▸ Exercise objective:
Duplicate every line of the records below without any changes.
——
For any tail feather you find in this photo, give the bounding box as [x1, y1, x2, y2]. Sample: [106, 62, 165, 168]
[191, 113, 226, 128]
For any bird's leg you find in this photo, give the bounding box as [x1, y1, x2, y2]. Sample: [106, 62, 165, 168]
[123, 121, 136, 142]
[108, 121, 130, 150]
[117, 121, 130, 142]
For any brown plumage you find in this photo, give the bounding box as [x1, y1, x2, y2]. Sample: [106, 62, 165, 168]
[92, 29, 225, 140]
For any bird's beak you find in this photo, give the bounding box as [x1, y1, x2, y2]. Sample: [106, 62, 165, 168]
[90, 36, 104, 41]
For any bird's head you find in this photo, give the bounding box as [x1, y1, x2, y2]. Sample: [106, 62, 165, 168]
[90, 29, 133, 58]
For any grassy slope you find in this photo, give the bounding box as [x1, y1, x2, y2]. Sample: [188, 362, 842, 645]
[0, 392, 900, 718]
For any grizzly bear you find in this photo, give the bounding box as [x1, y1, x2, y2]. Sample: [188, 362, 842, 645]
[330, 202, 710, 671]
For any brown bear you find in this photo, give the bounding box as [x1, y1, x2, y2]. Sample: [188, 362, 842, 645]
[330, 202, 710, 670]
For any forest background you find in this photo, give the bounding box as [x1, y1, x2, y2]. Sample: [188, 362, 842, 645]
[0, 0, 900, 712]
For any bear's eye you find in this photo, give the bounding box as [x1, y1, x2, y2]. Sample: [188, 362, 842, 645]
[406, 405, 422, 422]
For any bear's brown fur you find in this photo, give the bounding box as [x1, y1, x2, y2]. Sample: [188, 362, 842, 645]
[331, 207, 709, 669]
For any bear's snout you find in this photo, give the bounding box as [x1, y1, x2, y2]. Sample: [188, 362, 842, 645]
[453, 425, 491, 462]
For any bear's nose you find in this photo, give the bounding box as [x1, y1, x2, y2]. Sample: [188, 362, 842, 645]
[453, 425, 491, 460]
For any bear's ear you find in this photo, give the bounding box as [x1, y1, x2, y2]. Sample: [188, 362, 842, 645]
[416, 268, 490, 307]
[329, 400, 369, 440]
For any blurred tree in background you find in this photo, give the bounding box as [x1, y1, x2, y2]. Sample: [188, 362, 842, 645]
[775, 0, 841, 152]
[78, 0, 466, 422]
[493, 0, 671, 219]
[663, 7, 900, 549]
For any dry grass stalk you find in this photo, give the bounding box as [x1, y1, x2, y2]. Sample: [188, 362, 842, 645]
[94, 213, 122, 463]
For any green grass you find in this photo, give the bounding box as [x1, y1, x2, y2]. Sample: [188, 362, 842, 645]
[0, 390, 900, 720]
——
▸ Result of the task:
For any tail feather you find in this photo, give the bounding box as [x1, y1, x2, y2]. Sample: [106, 62, 165, 168]
[191, 113, 226, 128]
For any bird's leg you find in this photo, give the bounding box as [x1, y1, x2, y2]. Sample: [106, 62, 165, 168]
[123, 121, 136, 142]
[108, 121, 130, 150]
[117, 121, 130, 142]
For any brown plumage you find in this photo, give the bounding box as [x1, y1, x2, y2]. Sample: [106, 62, 165, 168]
[92, 29, 225, 140]
For any bird's beak you find in this photo, give the bounding box as [x1, y1, x2, y2]. Sample: [106, 62, 165, 168]
[90, 36, 104, 41]
For any bird's head you find in this photo, give the bounding box as [x1, y1, x2, y2]. Sample: [106, 62, 165, 168]
[90, 29, 133, 58]
For any grassy slope you find in this photo, give the bounding box as [x1, y1, x2, y2]. Sample: [188, 362, 842, 645]
[0, 392, 900, 718]
For any grizzly bear you find in this photo, give the bounding box as [x1, y1, x2, y2]. Sample: [188, 362, 842, 645]
[330, 202, 710, 671]
For any brown bear you find in this photo, give the bounding box as [x1, y1, x2, y2]. Sample: [188, 362, 842, 645]
[330, 202, 710, 670]
For any forest background you find in this photo, give the bounding box as [x1, y1, x2, y2]. Sample: [188, 362, 842, 645]
[0, 0, 900, 712]
For any bear's eye you find in this photo, give the bounding box as [x1, y1, x2, y2]. Sample: [188, 362, 842, 645]
[406, 405, 422, 422]
For any bear's brown fur you find in this photo, give the bounding box as [x1, y1, x2, y2]. Sample: [188, 362, 842, 645]
[331, 207, 709, 669]
For any bear's snout you find in this photo, give the bounding box as [x1, y1, x2, y2]. Sample: [188, 362, 842, 645]
[453, 425, 491, 462]
For any bear's nose you find in this photo, give the bounding box as [x1, y1, x2, y2]. Sample: [188, 362, 842, 645]
[453, 425, 491, 460]
For any bear's ear you find in this photo, give the bounding box as [x1, y1, x2, y2]. Sample: [188, 362, 842, 645]
[416, 268, 490, 307]
[329, 400, 369, 440]
For any blurred tree in background you find in this photo, give the bounding box as [x1, y1, x2, y2]. Sample: [188, 362, 842, 645]
[775, 0, 841, 152]
[78, 0, 466, 422]
[493, 0, 671, 219]
[663, 7, 900, 549]
For any dry grass stalk you find in this photo, give the bounding box as [x1, y1, x2, y2]. Sample: [188, 362, 842, 645]
[94, 213, 122, 463]
For any green grass you find in this photo, give the bounding box as [x1, y1, x2, y2]. Sample: [188, 362, 842, 645]
[0, 390, 900, 720]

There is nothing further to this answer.